Look through the lines below and extract each one that contains "task".

* **EXCERPTED RECORDS**
○ ○ ○
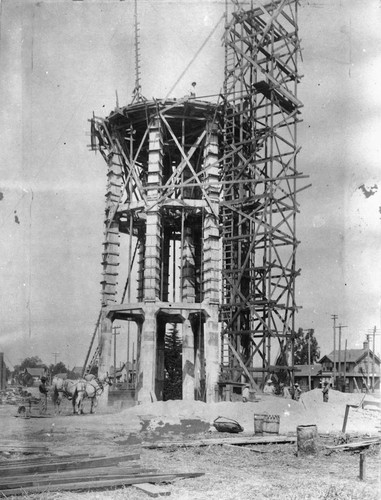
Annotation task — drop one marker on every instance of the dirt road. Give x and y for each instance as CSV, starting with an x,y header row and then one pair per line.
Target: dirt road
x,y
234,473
○ ○ ○
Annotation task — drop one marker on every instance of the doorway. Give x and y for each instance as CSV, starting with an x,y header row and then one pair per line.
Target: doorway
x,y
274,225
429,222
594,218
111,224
○ ○ ○
* **ANSWER TO THE PROBLEM**
Annotation task — drop one marker on every instance of the dirt road. Give x and y for each instance as CSV, starting with an x,y header row and then one pair per line.
Annotation task — drop one marker on every instance of the doorway. Give x and y for each instance as CSV, starting with an x,y header row and then one pair per line.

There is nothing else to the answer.